### To do
1. From the Newsweek post, quote the passage that begins at the words "In fact President" and stops after "within six months.".
2. According to the Newsweek post, how soon was the economy well on the road to recovery after the bubble burst in 1921?

[[ Selected extract, beginning ]]

Like most ‘evil free market people’ I hold that collectivist (i.e. big government) ideas taught at schools and universities give the media a built in bias in favour of big government and against liberty. I am sometimes asked to give a specific example of what I am talking about and I will now do so.

A recent edition of Newsweek magazine attracted my attention because it had Europe at 50 in big letters on the front cover.

It turned out that the cover indicated a story about the European Economic Community – European Union (50 years old this year). This story being the normal nonsense, crediting the EU (rather than NATO) with peace in Europe, and crediting it with the economic recovery after World War II. Something that was actually achieved by the policy of deregulation, such as the scrapping of price controls, and tax reduction followed by finance minister Ludwig Erhard in Germany from 1948, and by political leaders in some other European countries.

However, it was a story in China that really interested me. New government spending increases in China were justified on the basis that they were in the spirit of “FDR’s depression busting” policies in the 1930’s which countered the “blows of the free market”.

In fact President Roosevelt’s spending schemes and regulations helped prolong the depression. And the depression was not caused by the ‘free market’ , it was caused by the boom and bust monetary policy of the Federal Reserve System.

In 1921 a previous government credit-money bubble, that of World War I, had burst, and the government of President Harding did nothing much, other than cut government spending, and the economy was well on the road to recovery within six months.

In 1929 another government credit-money bubble bust, that of the late 1920’s – caused by Governor B. Stong’s, of the New York Federal Reserve Bank, policy of trying to support the overvalued exchange rate of the British Pound by a loose credit money policy with the American Dollar.

The administration of President Hoover (contrary to the ‘did nothing’ myth) went in to overdrive – doing all the wrong things. Trying to hold up wages (in order to protect “spending power – demand”), by rigging agreements with industry, agreeing to more government spending, and agreeing eventually to a large increase in both domestic taxes and, in 1931, in the tax on imports.

The administration of President Roosevelt carried on the interventionist policies of President Hoover and, in some ways, deepened them. Thus making the depression the longest in American history.

Why do the good people at Newsweek not know any of the above? Why do they, instead, write of FDR’s “depression busting” schemes, and the “blows of the free market?

It is because of what they were taught at school and university – as simple as that.

People can not be expected to understand current events (such as the government schemes in China) if they have been taught a false view of the past.

14 comments to Newsweek – an example of the influence of collectivist education

  • The Dude

    Be interesting to see what their explanation is when it happens this time round…

  • Jake

    You should mention that Roosevelt raised the top tax rate to 63% when he took office. Thus the government sucked most of the capital of out of the economy and that made economic expansion impossible.

  • From an e-mail in my box the day before yesterday:

    “Believe it or not, I have an economics degree from a prominent university and had never heard of Mises or Hayek until after I graduated.”

[[ Selected extract, end ]]
[[ Supplied records, beginning ]]

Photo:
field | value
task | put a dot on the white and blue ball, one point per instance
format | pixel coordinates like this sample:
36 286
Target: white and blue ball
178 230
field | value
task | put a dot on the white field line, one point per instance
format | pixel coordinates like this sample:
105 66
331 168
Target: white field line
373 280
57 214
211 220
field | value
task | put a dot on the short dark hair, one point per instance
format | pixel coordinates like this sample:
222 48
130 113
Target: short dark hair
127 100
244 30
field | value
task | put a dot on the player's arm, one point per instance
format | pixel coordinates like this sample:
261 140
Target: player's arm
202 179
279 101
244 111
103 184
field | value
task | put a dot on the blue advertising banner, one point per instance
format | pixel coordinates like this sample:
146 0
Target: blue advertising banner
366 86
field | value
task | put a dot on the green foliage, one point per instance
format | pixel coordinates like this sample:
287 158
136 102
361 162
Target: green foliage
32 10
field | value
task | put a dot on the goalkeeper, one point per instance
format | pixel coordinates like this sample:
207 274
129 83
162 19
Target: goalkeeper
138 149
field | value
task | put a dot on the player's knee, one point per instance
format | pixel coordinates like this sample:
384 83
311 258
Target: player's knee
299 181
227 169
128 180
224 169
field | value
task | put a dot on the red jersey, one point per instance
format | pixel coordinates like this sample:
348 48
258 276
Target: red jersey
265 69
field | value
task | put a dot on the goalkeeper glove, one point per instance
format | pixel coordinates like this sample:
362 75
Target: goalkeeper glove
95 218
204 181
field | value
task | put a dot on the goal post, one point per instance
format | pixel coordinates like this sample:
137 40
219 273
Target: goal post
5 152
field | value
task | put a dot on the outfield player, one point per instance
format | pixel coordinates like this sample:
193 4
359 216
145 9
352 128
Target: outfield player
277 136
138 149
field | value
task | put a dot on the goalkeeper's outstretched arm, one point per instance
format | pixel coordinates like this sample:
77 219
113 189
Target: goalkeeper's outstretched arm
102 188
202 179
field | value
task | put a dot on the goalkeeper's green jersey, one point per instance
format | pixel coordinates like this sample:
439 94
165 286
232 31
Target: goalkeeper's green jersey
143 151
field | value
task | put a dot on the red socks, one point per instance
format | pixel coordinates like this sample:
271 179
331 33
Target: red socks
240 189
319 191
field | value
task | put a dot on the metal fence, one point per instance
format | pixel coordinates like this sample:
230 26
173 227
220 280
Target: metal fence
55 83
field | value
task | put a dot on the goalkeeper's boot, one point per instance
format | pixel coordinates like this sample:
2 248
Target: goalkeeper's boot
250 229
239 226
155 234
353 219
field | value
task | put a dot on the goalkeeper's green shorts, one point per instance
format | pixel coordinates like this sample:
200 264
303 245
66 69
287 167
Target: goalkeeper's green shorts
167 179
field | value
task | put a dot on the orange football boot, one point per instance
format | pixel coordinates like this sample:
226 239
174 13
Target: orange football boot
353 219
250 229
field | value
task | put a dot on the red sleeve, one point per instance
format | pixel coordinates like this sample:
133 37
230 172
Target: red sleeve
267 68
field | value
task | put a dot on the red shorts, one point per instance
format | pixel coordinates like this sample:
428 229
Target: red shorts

[[ Supplied records, end ]]

### Results of the exercise
1.
In fact President Roosevelt’s spending schemes and regulations helped prolong the depression. And the depression was not caused by the ‘free market’ , it was caused by the boom and bust monetary policy of the Federal Reserve System.

In 1921 a previous government credit-money bubble, that of World War I, had burst, and the government of President Harding did nothing much, other than cut government spending, and the economy was well on the road to recovery within six months.

2. Within six months.